Start of Document passage
A fuel cell is a device that directly converts chemical energy in the form of a fuel into electrical energy by way of an electrochemical reaction. In general, like a battery, a fuel cell includes a negative electrode or anode and a positive electrode or cathode separated by an electrolyte that serves to conduct electrically charged ions between them. In contrast to a battery, however, a fuel cell will continue to produce electric power as long as fuel and oxidant are supplied to the anode and cathode, respectively.
In order to produce a useful amount of power, individual fuel cells are typically arranged in stacked relationship in series with an electrically conductive separator plate between each cell. A fuel cell stack may be categorized as an internally manifolded stack or an externally manifolded stack. In an internally manifolded stack, gas passages for delivering fuel and oxidant are built into the fuel cell plates themselves. In an externally manifolded stack, the fuel cell plates are left open on their ends and gas is delivered by way of manifolds or pans sealed to the respective faces of the fuel cell stack. The manifolds provide sealed passages for delivering fuel and oxidant gases to the fuel cells and preventing those gases from leaking either to the environment or to the other manifolds. In some fuel cell stack arrangements, the stack is placed in an enclosure and the enclosure environment represents one of the process gases. In such a system, at least three manifolds are required to provide inlet and outlet gas passages for the stack, each of which must be sealed to the stack. In any case, the manifolds must perform the above functions under the conditions required for operation of the fuel cell stack and for the duration of its life.
End of Document passage
■ What you should do ■
Continue the passage on fuel cell stacks and their manifolds from its last sentence. The material that comes after this text is not needed.
Start of Records
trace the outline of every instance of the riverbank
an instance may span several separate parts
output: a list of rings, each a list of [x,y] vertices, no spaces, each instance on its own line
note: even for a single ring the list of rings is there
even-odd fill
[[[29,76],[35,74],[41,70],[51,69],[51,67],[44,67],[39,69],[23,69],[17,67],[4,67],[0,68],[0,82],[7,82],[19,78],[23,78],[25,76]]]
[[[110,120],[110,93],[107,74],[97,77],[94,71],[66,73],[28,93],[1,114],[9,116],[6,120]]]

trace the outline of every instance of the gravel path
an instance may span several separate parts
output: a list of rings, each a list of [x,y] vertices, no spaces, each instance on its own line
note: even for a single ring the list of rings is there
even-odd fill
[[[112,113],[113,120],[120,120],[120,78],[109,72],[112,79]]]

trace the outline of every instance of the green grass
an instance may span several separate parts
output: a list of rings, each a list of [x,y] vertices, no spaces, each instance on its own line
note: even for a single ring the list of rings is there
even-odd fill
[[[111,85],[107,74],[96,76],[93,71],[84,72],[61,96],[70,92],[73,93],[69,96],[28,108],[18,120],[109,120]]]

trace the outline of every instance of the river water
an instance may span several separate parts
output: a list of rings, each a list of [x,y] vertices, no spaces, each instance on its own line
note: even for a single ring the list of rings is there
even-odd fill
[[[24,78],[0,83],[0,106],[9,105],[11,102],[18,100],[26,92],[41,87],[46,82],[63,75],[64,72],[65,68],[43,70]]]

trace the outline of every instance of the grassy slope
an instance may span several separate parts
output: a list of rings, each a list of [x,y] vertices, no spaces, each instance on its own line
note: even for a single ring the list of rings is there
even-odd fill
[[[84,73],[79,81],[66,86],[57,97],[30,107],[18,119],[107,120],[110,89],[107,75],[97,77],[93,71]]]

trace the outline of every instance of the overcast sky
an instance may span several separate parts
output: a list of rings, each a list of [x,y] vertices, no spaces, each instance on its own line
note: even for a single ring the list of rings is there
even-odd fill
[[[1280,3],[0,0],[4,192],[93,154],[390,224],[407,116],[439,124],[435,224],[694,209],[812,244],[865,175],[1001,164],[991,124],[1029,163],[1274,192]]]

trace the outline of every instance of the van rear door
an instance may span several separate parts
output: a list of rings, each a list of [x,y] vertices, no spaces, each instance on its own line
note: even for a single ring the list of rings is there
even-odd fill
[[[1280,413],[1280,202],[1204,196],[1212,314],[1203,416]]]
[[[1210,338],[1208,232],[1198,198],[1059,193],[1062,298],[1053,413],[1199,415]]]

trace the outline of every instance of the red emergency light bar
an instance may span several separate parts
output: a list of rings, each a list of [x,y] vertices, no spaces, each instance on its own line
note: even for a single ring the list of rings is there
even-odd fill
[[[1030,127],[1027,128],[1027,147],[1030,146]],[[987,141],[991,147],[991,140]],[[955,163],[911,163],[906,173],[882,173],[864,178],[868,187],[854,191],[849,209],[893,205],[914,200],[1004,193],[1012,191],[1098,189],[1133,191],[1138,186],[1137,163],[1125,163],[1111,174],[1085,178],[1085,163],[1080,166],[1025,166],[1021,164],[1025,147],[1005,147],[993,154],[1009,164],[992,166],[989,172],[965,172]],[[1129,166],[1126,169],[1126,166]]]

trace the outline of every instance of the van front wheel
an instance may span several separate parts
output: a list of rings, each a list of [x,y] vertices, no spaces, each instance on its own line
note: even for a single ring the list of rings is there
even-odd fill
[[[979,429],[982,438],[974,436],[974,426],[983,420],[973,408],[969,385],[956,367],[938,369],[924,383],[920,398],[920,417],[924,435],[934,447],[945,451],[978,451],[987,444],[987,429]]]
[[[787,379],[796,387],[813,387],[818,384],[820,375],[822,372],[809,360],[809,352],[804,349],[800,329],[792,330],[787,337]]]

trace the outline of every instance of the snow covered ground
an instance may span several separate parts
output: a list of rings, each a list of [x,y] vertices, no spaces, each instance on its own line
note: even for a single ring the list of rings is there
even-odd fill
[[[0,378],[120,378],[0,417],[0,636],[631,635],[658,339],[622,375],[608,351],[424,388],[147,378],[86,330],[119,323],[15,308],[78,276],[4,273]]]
End of Records
■ Written answer ■
An important aspect of the performance of an externally manifolded fuel cell stack is the flow distribution of process gases, i.e. fuel and oxidant process gases, among multiple fuel cells so that the process gases are evenly distributed to each of the fuel cells in the stack. In particular, it is desired that in a stack of fuel cells, all of the fuel cells in the stack get about the same amount of gas flow therethrough for the electrochemical reaction and for the purpose of cooling the cells uniformly or in predetermined regions. In conventional externally manifold fuel cell assemblies, fuel cells that are disposed closest to the anode exhaust pipe receive more fuel gas flow than fuel cells disposed further away from the exhaust pipe. As a result, the fuel cells with less gas flow therethrough are subjected to greater overheating while fuel cells with more gas flow produce more electrochemical reactions and thus, more power. This uneven gas distribution leads to a decreased fuel cell stack lifespan.
Therefore, there is a need for an externally manifolded fuel cell stack for a greater control of the flow distribution of the gases to the fuel cells in the stack to more uniformly distribute the gas flow to all of the fuel cells in the stack. However, controlling of the fuel gas supply to individual fuel cells within the stack requires a complex piping and fuel delivery assembly. In addition, there is a need for controlling the distribution of fuel so as to provide cooling to the anode inlet area of the stack.
It is, therefore, an object of the present invention to provide a manifold assembly that is capable of controlling the gas flow distribution through the fuel cells in the stack.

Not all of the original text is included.